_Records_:
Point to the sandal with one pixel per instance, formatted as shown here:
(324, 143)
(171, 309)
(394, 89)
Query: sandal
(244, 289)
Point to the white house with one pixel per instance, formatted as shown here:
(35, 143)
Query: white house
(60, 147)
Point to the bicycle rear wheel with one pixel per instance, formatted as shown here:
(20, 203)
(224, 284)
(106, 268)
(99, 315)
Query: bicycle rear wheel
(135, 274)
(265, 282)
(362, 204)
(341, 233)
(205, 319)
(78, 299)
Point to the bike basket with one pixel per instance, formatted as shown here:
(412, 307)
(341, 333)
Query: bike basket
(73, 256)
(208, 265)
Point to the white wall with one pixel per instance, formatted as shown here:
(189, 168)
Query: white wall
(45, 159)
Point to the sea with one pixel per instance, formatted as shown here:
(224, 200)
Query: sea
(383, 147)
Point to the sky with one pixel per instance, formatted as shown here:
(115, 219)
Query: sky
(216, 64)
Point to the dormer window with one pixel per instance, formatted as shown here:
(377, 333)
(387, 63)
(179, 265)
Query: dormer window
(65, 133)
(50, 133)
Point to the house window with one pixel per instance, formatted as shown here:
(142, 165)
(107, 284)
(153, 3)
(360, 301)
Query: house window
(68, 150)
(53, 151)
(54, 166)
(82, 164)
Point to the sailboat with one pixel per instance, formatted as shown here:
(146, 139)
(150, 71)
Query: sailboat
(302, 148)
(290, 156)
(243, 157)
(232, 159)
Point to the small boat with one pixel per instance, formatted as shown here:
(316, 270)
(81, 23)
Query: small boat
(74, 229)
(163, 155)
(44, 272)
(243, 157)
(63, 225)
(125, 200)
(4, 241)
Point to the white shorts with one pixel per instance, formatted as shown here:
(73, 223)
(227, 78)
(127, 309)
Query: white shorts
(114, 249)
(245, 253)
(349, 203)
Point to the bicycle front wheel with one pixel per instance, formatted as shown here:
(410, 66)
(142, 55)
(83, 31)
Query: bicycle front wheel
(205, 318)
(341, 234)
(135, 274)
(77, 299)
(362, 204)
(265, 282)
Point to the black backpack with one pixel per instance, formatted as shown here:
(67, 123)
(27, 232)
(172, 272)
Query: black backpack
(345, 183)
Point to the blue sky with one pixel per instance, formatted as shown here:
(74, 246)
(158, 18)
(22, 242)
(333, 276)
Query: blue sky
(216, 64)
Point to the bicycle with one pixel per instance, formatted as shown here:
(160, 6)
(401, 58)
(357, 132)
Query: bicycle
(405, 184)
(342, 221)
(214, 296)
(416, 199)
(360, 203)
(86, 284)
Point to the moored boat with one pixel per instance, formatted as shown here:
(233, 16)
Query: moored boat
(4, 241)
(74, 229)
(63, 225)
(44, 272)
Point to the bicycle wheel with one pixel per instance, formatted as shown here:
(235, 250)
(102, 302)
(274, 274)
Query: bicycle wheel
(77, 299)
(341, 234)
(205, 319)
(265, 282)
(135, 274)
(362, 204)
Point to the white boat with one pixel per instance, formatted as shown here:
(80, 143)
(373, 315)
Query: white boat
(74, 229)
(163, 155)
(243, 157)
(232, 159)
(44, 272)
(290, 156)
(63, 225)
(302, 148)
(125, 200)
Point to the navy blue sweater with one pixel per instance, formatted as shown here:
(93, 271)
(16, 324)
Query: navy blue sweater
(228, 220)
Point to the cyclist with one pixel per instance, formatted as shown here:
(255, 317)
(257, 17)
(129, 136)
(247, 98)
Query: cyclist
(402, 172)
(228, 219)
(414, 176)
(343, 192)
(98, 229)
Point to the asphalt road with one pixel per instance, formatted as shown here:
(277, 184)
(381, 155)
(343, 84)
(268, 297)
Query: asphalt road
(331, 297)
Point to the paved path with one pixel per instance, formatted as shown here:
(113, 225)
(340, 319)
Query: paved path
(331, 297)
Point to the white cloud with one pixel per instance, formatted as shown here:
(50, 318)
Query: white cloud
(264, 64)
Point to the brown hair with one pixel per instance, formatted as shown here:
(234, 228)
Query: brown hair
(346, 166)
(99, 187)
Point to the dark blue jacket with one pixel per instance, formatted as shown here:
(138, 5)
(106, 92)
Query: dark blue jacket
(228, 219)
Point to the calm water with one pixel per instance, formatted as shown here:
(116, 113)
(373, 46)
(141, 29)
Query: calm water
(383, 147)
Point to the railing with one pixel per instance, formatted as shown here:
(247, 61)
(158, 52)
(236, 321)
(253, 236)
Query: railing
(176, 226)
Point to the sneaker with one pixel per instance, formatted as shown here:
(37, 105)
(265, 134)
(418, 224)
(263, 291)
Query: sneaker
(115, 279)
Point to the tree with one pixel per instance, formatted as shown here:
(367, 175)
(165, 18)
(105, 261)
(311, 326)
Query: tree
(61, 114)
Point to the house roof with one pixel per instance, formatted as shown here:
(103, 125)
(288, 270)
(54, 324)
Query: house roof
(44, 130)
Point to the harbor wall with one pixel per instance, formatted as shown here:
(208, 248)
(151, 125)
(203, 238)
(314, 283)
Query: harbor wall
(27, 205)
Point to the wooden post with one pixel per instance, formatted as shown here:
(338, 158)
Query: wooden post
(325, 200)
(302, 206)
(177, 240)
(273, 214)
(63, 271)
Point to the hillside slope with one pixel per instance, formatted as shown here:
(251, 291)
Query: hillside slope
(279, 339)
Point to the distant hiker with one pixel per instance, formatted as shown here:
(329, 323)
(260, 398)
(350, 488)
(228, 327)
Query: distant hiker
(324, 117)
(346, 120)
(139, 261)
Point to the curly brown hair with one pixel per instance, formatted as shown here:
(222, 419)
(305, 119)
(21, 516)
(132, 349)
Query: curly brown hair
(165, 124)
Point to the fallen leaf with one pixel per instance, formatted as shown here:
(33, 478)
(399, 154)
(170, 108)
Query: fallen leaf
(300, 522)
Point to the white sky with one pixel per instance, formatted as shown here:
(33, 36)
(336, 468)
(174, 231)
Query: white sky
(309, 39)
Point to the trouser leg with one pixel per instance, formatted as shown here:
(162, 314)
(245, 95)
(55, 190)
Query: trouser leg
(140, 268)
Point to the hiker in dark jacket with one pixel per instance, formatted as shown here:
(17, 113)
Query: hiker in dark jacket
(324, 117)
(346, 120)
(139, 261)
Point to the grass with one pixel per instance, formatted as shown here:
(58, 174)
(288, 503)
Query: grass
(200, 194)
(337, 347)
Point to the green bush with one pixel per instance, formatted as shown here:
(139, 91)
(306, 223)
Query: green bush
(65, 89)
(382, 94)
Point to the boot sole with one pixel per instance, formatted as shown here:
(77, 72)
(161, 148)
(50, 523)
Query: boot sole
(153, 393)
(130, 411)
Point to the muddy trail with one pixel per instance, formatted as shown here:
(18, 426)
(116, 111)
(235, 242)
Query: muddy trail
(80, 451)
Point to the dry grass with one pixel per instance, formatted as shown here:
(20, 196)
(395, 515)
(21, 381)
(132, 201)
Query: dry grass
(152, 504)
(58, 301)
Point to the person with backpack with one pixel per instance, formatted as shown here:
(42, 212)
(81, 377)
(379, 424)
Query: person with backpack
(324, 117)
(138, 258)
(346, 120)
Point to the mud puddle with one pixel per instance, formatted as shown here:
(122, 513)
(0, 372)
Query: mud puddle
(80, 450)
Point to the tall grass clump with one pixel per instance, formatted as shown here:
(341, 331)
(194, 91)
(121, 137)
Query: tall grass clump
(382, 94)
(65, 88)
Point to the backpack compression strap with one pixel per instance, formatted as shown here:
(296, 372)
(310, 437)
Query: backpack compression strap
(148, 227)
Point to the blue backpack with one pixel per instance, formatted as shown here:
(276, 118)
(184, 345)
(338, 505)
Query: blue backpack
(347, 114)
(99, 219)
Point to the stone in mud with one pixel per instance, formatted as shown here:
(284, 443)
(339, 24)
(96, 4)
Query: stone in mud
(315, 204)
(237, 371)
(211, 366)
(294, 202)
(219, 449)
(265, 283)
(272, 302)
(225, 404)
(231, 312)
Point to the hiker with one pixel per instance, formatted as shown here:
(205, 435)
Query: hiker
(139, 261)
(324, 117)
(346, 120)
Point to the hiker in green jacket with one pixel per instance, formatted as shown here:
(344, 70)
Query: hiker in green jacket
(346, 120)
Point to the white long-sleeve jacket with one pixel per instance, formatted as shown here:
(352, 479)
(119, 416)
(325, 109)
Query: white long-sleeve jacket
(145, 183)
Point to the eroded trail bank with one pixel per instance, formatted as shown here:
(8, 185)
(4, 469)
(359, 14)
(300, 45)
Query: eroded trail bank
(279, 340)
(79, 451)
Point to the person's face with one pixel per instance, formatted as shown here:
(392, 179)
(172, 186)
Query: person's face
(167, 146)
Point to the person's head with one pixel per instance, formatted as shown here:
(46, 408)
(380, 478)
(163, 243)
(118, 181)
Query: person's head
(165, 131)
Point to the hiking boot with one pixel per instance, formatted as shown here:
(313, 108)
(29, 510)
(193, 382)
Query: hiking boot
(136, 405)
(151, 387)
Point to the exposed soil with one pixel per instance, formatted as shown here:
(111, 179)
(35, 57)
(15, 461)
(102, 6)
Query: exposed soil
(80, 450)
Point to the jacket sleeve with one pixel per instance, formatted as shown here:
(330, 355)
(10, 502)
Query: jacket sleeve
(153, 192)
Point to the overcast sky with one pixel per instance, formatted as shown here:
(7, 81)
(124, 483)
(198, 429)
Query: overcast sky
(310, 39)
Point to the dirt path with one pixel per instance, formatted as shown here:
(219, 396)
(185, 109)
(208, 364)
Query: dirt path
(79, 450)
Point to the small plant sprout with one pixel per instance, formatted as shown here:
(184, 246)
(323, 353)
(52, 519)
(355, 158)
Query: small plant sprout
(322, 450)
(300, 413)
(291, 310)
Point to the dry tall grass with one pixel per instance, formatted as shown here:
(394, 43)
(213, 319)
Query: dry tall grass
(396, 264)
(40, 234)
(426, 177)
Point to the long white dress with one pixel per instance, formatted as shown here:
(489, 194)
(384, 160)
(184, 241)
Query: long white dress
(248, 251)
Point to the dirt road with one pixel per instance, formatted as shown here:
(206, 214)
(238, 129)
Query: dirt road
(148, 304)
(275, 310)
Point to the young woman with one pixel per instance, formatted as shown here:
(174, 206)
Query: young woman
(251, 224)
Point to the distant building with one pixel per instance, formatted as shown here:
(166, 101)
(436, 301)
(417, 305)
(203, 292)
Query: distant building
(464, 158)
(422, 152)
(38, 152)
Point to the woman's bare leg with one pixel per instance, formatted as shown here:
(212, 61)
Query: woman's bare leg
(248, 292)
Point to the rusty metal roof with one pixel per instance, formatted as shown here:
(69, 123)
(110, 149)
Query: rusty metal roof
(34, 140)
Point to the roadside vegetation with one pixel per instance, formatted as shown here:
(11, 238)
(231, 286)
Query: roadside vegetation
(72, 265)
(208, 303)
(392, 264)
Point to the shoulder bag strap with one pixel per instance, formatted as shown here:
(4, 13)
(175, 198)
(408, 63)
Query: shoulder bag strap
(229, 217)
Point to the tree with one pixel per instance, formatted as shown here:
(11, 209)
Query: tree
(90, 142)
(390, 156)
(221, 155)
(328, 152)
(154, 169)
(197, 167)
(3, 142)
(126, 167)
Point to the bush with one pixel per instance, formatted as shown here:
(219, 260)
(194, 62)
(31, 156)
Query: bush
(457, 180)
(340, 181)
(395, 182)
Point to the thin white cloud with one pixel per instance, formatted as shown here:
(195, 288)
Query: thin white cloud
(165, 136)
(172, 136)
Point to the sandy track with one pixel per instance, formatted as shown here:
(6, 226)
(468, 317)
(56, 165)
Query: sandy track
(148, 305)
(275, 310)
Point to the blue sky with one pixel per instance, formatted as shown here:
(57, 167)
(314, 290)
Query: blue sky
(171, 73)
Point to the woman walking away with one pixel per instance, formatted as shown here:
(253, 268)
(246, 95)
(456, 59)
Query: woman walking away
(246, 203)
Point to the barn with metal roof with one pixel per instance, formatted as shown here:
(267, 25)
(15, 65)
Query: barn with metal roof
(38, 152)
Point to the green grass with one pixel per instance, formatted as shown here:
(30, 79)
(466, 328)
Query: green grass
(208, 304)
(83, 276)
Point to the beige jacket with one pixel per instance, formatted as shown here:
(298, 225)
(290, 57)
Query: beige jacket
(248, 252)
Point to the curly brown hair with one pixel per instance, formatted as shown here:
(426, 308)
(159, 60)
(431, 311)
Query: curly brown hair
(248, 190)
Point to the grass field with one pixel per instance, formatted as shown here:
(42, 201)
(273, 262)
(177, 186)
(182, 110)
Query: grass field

_The exercise_: Quote the line that contains "Point to the bush" and each line after it through the end of the data, exactly, leaving out everything else.

_Full solution_:
Point to the bush with one pixel per instance, formatted as shown here:
(219, 260)
(194, 62)
(31, 156)
Query: bush
(457, 180)
(340, 181)
(395, 182)
Point to the thin white cloud with one pixel per instance, formatted as shown here:
(195, 288)
Query: thin white cloud
(165, 136)
(172, 136)
Point to the sandy track with one pixel per instance, formatted as shown here:
(6, 226)
(468, 317)
(56, 165)
Query: sandy track
(148, 305)
(275, 310)
Point to the blue sky with one pixel per instance, formatted as shown here:
(57, 167)
(314, 290)
Query: blue sky
(171, 73)
Point to the woman walking away with one pixel per instance, formatted as shown here:
(253, 268)
(246, 95)
(456, 59)
Query: woman walking away
(246, 203)
Point to the barn with metal roof with one pixel per instance, formatted as shown here:
(267, 25)
(15, 65)
Query: barn with metal roof
(38, 152)
Point to the green grass with one pixel per instance, formatted as shown here:
(30, 79)
(466, 328)
Query: green grass
(208, 304)
(83, 276)
Point to the beige jacket with one pixel per instance, formatted as shown here:
(298, 225)
(290, 57)
Query: beige jacket
(248, 252)
Point to the curly brown hair with one pixel per instance, formatted as shown here:
(426, 308)
(159, 60)
(431, 311)
Query: curly brown hair
(248, 190)
Point to the grass field with one pixel per instance, formatted as shown here:
(42, 201)
(273, 262)
(177, 186)
(182, 110)
Query: grass field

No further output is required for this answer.